> _What you are asked to do_: Could you reproduce each of the entries below word for word, keeping every line unchanged?
==== Supplied records
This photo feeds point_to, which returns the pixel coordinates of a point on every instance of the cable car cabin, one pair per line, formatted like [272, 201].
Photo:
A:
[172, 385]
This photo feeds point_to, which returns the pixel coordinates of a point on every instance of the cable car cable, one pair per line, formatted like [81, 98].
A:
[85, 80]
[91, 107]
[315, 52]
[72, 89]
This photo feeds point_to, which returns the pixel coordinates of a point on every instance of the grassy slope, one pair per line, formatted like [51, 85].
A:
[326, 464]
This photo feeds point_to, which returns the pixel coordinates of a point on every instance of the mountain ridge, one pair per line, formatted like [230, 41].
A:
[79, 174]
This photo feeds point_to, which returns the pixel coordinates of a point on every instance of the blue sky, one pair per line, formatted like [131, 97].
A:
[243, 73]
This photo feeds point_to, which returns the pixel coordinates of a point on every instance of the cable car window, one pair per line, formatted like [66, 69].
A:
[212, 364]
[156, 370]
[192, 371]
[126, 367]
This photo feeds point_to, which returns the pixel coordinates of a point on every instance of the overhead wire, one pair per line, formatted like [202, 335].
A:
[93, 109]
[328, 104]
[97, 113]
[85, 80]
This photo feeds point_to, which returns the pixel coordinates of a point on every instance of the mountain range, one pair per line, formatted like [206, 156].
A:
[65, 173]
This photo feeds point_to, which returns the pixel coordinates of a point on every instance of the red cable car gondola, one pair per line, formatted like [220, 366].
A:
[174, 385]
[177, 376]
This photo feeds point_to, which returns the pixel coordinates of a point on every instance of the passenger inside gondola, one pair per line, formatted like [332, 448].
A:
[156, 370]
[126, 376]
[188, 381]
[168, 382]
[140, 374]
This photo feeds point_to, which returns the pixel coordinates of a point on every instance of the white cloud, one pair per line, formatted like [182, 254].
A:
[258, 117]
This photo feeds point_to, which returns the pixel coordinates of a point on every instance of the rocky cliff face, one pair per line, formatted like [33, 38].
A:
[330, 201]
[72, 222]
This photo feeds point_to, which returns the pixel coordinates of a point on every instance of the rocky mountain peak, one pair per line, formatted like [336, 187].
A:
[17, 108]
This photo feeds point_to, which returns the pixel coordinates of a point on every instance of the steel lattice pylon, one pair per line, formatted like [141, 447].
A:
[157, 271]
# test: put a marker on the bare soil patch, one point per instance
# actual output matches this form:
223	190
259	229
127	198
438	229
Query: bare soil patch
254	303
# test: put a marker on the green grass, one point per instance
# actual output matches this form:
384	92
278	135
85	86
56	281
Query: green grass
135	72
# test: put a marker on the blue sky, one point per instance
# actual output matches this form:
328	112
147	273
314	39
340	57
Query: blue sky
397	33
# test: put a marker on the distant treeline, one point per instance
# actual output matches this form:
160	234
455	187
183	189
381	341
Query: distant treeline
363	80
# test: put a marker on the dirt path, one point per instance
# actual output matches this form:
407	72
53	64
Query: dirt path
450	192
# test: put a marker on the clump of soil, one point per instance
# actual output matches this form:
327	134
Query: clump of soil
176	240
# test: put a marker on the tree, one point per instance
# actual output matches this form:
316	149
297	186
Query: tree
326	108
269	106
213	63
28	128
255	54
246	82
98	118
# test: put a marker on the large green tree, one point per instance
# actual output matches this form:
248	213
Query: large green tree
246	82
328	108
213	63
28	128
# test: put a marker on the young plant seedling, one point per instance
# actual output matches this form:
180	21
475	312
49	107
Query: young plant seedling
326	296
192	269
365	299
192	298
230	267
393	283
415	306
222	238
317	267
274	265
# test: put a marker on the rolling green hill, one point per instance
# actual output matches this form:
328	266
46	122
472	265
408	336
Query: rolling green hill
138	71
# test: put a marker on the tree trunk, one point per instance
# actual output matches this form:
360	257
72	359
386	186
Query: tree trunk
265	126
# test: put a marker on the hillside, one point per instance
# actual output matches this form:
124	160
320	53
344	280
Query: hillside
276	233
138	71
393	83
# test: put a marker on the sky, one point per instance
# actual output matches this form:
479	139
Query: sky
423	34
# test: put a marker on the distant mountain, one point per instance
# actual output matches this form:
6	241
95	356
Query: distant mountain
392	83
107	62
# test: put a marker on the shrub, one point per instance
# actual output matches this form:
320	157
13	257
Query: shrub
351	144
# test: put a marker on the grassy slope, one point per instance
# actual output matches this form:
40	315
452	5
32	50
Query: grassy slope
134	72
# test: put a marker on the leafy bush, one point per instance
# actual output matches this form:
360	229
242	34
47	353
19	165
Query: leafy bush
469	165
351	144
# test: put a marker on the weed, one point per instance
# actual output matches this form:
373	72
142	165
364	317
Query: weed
========
> _Finished answer_:
This photo feeds point_to, which returns the pixel coordinates of a point on every instance of the cable car cabin, one pair per line, formatted like [272, 201].
Photo:
A:
[172, 385]
This photo feeds point_to, which returns the pixel coordinates of a point on every instance of the cable car cable, one pair per line, formatted like [81, 98].
A:
[85, 80]
[91, 107]
[315, 52]
[72, 89]
This photo feeds point_to, which returns the pixel coordinates of a point on every instance of the grassy slope, one pair per line, formatted like [51, 85].
A:
[326, 464]
This photo feeds point_to, which returns the pixel coordinates of a point on every instance of the mountain ridge, one pair per line, formatted like [230, 41].
A:
[79, 174]
This photo feeds point_to, which returns the pixel coordinates of a point on every instance of the blue sky, one pair per line, formatted like [131, 97].
A:
[243, 73]
This photo feeds point_to, which returns the pixel coordinates of a point on every instance of the cable car window, one pair per line, formatted like [66, 69].
A:
[212, 364]
[156, 370]
[192, 371]
[126, 367]
This photo feeds point_to, which returns the pixel coordinates of a point on every instance of the overhead wire, one pair per line, formatted like [202, 335].
A:
[93, 109]
[328, 104]
[97, 113]
[85, 80]
This photo feeds point_to, which returns the pixel coordinates of a point on every instance of the mountain range, one pair per line, formatted like [206, 156].
A:
[65, 173]
This photo feeds point_to, which returns the pixel coordinates of a point on every instance of the red cable car gondola, one pair per line, formatted like [220, 366].
A:
[174, 385]
[177, 376]
This photo feeds point_to, which returns the pixel coordinates of a point on every instance of the passenger inside gondola, one pair per line, formatted like [332, 448].
A:
[156, 370]
[126, 376]
[188, 381]
[168, 382]
[140, 374]
This photo feeds point_to, which returns the pixel coordinates of a point on every instance of the white cloud, one pair per line, formatted like [182, 254].
A:
[258, 117]
This photo feeds point_to, which returns the pixel coordinates of a point on every instance of the rocky cliff face, one pair per line, formatted like [33, 38].
A:
[330, 201]
[72, 222]
This photo feeds point_to, which returns the pixel coordinates of a point on every instance of the rocky mountain peak, one pair per line, formatted like [336, 187].
A:
[17, 108]
This photo feeds point_to, which returns the pixel coordinates of a point on every instance of the steel lattice pylon, one pair per line, formatted like [141, 447].
A:
[157, 271]
# test: put a marker on the bare soil patch, one point per instance
# actual output matches this form:
223	190
259	229
127	198
438	229
Query: bare soil patch
254	303
# test: put a marker on the green grass, one point per instance
# actual output matches this form:
384	92
278	135
85	86
56	281
Query: green grass
135	72
# test: put a marker on the blue sky, one point per instance
# actual output matches this form:
328	112
147	273
314	39
340	57
Query: blue sky
397	33
# test: put a marker on the distant treeline, one point per instance
# actual output matches this form:
160	234
455	187
183	189
381	341
Query: distant treeline
363	80
# test: put a marker on the dirt path, one point per instance
# actual output matches this form:
407	72
53	64
Query: dirt path
450	192
# test: put a marker on the clump of soil, one point per instance
# actual output matches this form:
327	134
Query: clump of soil
176	240
# test: put a marker on the tree, one point per instance
# actual output matches this form:
316	149
297	186
Query: tree
326	108
269	106
213	63
28	128
255	54
246	82
98	118
# test: put a marker on the large green tree, one point per instance
# actual output matches this form:
248	213
Query: large green tree
246	82
328	108
213	63
28	128
# test: put a marker on the young plant seedling, one point per instance
# actual output matches this form:
180	21
475	312
49	107
Query: young plant seedling
326	296
192	269
365	299
192	298
230	267
393	283
415	306
222	238
317	267
274	265
# test: put a marker on the rolling green hill, one point per instance
# actual output matches this form:
328	266
46	122
472	265
408	336
Query: rolling green hill
138	71
# test: put a marker on the tree trunk, one point per instance
# actual output matches this form:
360	257
72	359
386	186
Query: tree trunk
265	126
# test: put a marker on the hillside, one point per instance
# actual output matches this form:
124	160
320	53
344	280
Query: hillside
276	233
138	71
393	83
# test: put a marker on the sky, one point per instance
# actual output matches this form:
479	139
Query: sky
423	34
# test: put a marker on the distant mountain, one point per instance
# actual output matches this form:
6	241
95	356
Query: distant mountain
392	83
107	62
# test: put a marker on the shrub, one point per instance
# actual output matches this form:
320	157
13	257
Query: shrub
351	144
# test: put a marker on the grassy slope, one point per instance
# actual output matches this form:
40	315
452	5
32	50
Query: grassy slope
134	72
# test: put a marker on the leafy bush, one point per instance
# actual output matches this form:
360	229
242	34
47	353
19	165
Query: leafy bush
469	165
351	144
# test: put a marker on the weed, one point per instance
# actual output matches this form:
373	72
142	165
364	317
Query: weed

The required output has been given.